▶ **Written instruction**
Repeat exactly the lines from the line containing "Reviewer note: confirm that each instance of the chain" through the last line of the records below, inclusive, and nothing else.
>> START Excerpted data
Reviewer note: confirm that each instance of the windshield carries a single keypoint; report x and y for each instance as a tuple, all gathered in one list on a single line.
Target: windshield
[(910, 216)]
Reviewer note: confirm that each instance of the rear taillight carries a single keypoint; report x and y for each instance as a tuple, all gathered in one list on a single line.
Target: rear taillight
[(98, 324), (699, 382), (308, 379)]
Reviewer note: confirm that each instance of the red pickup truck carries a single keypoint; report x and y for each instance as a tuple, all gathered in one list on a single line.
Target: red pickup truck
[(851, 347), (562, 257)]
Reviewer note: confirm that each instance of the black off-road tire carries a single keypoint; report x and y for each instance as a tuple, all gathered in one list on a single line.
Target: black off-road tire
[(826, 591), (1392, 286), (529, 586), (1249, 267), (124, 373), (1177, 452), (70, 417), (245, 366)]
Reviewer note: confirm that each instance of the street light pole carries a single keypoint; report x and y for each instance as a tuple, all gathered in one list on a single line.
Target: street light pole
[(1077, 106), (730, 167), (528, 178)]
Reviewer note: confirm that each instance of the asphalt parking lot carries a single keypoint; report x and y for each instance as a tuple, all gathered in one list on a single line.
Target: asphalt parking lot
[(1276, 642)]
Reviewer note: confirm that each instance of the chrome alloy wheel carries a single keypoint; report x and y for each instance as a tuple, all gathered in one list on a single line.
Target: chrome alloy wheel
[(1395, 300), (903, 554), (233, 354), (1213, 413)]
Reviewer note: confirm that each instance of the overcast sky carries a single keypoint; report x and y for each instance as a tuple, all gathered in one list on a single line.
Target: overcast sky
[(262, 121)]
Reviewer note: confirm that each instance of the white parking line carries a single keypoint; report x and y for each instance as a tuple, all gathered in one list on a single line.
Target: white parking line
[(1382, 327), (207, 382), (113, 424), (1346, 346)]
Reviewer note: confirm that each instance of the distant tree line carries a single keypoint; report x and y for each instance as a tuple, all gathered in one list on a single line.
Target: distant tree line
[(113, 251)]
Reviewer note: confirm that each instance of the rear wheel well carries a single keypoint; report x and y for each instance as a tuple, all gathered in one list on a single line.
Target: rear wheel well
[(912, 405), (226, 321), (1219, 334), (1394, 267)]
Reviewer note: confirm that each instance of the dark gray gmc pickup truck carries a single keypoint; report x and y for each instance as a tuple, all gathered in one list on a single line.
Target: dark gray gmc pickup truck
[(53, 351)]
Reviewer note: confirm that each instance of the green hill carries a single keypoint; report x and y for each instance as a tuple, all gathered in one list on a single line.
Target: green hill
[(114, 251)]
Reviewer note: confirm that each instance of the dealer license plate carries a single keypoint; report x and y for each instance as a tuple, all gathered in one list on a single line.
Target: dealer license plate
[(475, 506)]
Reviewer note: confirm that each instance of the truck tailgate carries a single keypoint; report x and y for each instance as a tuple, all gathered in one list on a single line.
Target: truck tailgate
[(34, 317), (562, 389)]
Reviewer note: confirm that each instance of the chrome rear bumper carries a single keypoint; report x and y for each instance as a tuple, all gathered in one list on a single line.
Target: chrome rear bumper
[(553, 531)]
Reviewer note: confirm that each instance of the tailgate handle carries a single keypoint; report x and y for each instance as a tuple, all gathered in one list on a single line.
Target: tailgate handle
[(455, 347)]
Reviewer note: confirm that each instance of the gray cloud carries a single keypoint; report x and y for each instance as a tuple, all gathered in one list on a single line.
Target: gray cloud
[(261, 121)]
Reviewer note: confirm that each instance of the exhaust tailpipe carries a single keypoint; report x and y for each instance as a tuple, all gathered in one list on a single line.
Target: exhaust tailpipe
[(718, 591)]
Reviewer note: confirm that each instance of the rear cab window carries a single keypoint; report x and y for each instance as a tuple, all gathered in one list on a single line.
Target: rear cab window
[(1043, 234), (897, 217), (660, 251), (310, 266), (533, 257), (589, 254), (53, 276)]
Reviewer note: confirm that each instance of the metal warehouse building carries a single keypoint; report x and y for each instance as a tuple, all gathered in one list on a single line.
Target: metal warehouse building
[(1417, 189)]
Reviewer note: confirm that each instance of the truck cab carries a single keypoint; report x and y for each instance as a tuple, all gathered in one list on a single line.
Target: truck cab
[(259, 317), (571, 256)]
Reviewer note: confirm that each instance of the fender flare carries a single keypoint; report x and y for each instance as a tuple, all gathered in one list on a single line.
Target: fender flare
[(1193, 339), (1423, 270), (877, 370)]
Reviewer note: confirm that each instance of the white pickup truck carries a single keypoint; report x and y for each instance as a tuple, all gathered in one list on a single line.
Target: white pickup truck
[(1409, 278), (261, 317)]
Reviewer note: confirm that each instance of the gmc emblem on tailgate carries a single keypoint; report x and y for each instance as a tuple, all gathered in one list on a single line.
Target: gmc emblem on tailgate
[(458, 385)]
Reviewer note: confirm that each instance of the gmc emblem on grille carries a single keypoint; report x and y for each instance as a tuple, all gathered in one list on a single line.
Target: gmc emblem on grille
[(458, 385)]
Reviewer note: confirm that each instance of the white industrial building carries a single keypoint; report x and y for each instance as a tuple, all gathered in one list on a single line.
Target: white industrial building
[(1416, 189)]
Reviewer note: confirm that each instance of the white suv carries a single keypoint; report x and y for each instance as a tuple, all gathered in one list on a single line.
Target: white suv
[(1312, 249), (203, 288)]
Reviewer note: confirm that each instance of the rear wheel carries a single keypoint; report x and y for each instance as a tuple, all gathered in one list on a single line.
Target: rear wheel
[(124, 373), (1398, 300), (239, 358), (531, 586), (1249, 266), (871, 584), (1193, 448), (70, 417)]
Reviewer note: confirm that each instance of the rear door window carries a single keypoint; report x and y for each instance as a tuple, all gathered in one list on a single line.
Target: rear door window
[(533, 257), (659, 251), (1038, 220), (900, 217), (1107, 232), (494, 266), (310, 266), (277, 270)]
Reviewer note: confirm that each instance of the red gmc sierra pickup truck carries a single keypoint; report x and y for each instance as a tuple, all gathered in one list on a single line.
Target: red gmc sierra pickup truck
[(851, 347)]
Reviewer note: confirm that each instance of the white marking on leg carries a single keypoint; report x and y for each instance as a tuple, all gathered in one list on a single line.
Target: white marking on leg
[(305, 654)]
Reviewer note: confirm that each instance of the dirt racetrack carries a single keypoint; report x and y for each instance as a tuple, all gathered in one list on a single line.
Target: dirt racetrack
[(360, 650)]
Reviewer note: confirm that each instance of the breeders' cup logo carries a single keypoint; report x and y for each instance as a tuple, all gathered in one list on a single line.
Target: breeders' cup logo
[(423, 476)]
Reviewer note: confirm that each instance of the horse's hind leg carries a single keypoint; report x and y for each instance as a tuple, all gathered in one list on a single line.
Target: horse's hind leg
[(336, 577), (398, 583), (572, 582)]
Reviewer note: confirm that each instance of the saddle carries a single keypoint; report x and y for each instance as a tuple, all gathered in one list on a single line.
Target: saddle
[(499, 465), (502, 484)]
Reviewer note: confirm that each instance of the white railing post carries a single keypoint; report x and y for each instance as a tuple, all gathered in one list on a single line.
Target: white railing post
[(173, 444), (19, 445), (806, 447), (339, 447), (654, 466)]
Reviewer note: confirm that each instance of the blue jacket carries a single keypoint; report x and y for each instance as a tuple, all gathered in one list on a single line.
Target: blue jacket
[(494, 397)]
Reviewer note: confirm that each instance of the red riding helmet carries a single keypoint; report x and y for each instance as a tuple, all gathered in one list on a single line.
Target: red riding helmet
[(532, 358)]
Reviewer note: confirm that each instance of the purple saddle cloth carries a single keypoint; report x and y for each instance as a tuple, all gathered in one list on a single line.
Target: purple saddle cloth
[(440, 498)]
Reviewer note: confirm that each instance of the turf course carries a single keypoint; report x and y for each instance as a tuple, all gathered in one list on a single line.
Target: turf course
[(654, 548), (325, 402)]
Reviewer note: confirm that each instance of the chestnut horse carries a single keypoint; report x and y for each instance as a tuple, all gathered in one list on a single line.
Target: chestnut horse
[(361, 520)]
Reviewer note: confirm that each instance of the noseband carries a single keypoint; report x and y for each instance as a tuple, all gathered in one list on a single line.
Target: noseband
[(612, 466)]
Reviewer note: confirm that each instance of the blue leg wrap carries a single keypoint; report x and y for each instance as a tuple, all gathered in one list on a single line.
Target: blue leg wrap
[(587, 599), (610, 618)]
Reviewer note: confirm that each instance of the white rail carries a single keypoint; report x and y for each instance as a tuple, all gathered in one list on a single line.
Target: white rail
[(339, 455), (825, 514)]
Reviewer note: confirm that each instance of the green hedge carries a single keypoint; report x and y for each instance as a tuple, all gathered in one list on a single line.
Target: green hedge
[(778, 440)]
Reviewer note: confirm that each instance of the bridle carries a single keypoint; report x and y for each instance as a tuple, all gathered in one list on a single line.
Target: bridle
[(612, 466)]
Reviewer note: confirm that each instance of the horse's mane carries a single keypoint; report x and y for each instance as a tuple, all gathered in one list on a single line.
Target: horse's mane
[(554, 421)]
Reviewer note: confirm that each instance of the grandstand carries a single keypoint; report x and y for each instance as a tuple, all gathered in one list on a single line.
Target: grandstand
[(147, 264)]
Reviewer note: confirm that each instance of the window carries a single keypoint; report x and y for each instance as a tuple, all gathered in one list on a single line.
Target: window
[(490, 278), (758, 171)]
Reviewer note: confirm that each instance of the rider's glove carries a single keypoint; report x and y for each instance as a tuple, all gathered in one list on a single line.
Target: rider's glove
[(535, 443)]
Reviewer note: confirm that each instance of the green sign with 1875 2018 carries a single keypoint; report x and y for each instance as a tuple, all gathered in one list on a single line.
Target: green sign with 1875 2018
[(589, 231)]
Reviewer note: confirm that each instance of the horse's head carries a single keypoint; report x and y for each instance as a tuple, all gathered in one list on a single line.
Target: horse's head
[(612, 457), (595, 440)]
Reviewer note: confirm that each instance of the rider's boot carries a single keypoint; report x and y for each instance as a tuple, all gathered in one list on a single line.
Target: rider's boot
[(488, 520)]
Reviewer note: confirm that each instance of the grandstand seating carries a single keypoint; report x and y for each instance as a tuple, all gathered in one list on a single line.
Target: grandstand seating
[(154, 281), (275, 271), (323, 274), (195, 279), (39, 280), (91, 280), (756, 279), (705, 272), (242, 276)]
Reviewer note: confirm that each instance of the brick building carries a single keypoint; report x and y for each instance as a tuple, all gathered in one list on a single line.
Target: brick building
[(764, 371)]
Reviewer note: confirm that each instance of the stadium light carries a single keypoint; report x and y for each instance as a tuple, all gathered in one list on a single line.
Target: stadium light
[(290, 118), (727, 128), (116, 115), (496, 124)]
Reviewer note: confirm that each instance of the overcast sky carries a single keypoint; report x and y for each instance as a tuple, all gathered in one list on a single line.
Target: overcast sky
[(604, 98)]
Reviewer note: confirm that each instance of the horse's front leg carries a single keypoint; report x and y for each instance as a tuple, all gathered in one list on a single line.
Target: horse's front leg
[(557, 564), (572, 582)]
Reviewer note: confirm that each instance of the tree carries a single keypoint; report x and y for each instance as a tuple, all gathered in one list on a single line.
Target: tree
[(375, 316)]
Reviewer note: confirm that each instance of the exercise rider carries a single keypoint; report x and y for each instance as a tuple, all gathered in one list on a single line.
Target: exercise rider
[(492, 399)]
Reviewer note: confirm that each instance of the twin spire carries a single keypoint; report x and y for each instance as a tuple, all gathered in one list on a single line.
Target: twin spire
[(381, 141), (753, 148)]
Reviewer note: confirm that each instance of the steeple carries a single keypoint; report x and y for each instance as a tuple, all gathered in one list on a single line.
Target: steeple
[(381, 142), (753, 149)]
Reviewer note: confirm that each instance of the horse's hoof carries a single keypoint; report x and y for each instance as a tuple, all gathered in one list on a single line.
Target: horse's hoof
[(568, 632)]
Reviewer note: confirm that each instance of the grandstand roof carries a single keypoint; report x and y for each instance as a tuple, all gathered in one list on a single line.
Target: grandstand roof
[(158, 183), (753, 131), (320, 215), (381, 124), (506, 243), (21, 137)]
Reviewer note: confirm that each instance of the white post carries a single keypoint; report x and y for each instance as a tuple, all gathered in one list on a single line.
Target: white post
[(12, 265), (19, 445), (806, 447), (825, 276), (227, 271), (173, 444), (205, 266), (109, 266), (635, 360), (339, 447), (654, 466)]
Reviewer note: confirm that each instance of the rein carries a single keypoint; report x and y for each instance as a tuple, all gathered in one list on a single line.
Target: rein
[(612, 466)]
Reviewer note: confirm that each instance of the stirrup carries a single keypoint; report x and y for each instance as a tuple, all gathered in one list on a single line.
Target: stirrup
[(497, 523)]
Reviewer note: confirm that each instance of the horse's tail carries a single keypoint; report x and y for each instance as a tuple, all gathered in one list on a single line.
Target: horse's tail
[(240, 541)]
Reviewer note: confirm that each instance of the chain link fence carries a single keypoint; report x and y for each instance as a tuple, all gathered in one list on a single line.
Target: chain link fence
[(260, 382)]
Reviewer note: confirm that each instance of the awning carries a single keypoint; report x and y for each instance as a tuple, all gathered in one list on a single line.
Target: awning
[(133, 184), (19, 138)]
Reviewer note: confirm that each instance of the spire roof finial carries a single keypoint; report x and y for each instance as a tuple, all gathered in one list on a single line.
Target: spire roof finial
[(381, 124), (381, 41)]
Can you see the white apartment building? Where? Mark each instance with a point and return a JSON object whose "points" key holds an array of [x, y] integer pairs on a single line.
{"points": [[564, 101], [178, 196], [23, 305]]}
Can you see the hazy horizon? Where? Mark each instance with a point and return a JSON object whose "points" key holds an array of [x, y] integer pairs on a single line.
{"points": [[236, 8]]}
>> END Excerpted data
▶ **Task result**
Reviewer note: confirm that each instance of the chain link fence carries a single keypoint; report x and y for each instance as a tuple, all gathered in one list on a single line.
Target: chain link fence
[(260, 382)]
Reviewer note: confirm that each instance of the awning carries a single keypoint; report x and y for each instance as a tuple, all gathered in one list on a single line.
Target: awning
[(133, 184), (19, 138)]
Reviewer note: confirm that each instance of the spire roof finial carries a single keypoint; report x and y for each instance as a tuple, all gathered in one list on a single line.
Target: spire roof finial
[(381, 124), (381, 41)]
Can you see the white apartment building? Where? Mark each instance with a point and return a JSON object whose "points" key holds an array of [x, y] integer pairs on a single line.
{"points": [[564, 101], [178, 196], [23, 305]]}
Can you see the hazy horizon? Where? Mark each instance with a point and return a JSON object whose "points" key holds an array of [x, y] integer pairs on a single line.
{"points": [[236, 8]]}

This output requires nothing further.